*TASK INPUT*

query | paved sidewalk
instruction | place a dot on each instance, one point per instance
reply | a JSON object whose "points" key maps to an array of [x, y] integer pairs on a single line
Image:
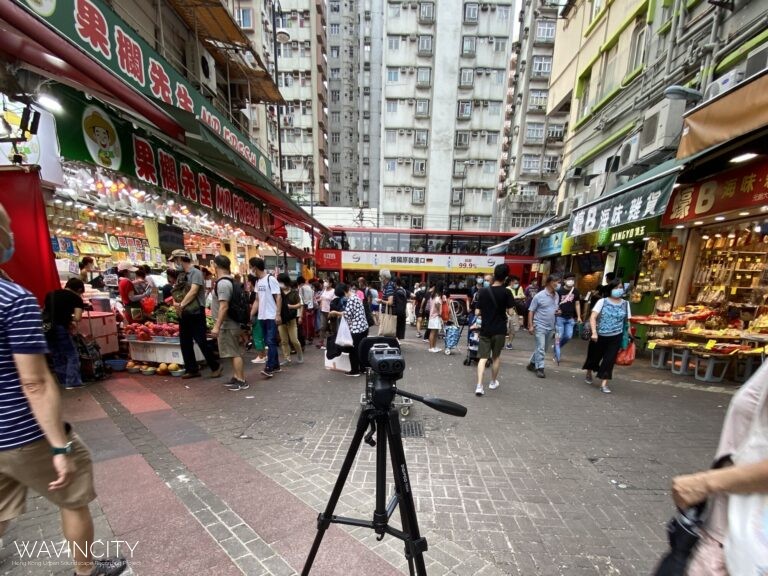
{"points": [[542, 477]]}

*WHAT YOU WILL DO*
Only the lines from the one that contains "instruction | place" to the end of the records, inclusive, are to be quoted exactly, with pictures excluded.

*RESPONSE TO THIS TASK*
instruction | place a dot on each instance, one point per instance
reply | a JSON object whose "points" key maps to an array of [x, y] integer pairs on a single line
Image:
{"points": [[542, 477]]}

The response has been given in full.